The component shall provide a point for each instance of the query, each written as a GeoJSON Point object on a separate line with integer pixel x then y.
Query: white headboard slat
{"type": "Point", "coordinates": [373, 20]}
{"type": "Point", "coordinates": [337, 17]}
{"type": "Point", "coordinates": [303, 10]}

[What you need to do] Each record above has to be printed again, word for word.

[Exercise answer]
The component shall provide a point for each instance of the query, each written as a GeoJSON Point object on a separate line with integer pixel x then y.
Query: white headboard slat
{"type": "Point", "coordinates": [373, 20]}
{"type": "Point", "coordinates": [337, 17]}
{"type": "Point", "coordinates": [303, 10]}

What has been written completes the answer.